◆ **Goal**
Retype every entry below character for character, leaving nothing out.

◆ **Given entries**
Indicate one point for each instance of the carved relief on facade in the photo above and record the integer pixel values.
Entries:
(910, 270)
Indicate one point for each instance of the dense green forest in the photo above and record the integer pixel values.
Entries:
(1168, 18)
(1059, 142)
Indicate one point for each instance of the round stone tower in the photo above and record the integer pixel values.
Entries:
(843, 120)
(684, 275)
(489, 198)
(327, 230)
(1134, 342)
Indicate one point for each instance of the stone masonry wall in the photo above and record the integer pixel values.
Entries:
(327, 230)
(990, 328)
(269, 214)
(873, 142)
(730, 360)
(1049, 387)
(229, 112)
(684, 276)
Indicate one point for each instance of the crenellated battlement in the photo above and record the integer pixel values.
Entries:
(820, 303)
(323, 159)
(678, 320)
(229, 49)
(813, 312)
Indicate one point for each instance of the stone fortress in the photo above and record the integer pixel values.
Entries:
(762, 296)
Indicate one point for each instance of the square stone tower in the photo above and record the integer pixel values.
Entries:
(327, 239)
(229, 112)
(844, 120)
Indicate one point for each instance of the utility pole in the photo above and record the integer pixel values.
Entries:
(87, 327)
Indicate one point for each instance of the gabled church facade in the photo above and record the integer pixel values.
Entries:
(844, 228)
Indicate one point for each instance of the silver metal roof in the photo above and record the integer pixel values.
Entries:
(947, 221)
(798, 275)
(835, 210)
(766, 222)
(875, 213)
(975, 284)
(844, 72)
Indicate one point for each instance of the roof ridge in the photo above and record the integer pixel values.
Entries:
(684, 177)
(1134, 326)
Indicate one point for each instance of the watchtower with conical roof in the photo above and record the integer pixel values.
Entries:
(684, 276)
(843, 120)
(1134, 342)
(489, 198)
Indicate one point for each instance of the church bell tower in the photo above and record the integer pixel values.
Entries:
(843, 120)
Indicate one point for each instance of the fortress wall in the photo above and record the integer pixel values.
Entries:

◆ **Written solution**
Indicate one point for each instance of the carved relief on facade in the photo above and record the integer pixel values.
Entries:
(910, 270)
Indicate one point for each instance of the dense green forest in the photo above and record the integer pixel values.
Entries:
(1168, 18)
(1059, 142)
Indicate one point for each instance of the round stone tower in the photo above and record the integer pixel values.
Entries:
(843, 120)
(684, 275)
(489, 198)
(327, 230)
(1134, 342)
Indicate one point for each instance of the stone masonry wall in the photo above and record the integer pixel values.
Entries:
(327, 230)
(990, 328)
(269, 214)
(873, 142)
(730, 360)
(1049, 387)
(229, 112)
(684, 276)
Indicate one point for each instance of the crenellated battlement in the photo above and record the integer pixel values.
Entries:
(820, 303)
(323, 159)
(678, 320)
(229, 49)
(813, 312)
Indicate one point for each instance of the stone fortress in the photo above and record the integer pixel values.
Entries:
(762, 296)
Indicate one point for each instance of the square stone tower in the photo above and record the integer pixel values.
Entries:
(327, 239)
(229, 112)
(844, 120)
Indicate one point for each instance of the utility pole in the photo above and record the integer pixel values.
Entries:
(87, 327)
Indicate one point for each instance of the gabled church facade in the photo above and record the integer pixel values.
Entries:
(844, 228)
Indicate one point for each instance of the silver metal roof in the photo above and record the integer pixel values.
Entries:
(947, 221)
(798, 275)
(835, 210)
(766, 222)
(875, 213)
(975, 284)
(844, 72)
Indicate one point for each instance of the roof ridge in the photo above and record the integer pixel values.
Entries:
(684, 177)
(1134, 326)
Indicate one point for each instance of the watchtower with conical roof in the photo above and record the integer pixel values.
Entries:
(684, 276)
(843, 120)
(1134, 342)
(489, 198)
Indicate one point for each instance of the church bell tower in the photo above and record the integer pixel values.
Entries:
(843, 120)
Indicate one point for each instance of the fortress wall in the photo above and record the integer pixel values.
Entries:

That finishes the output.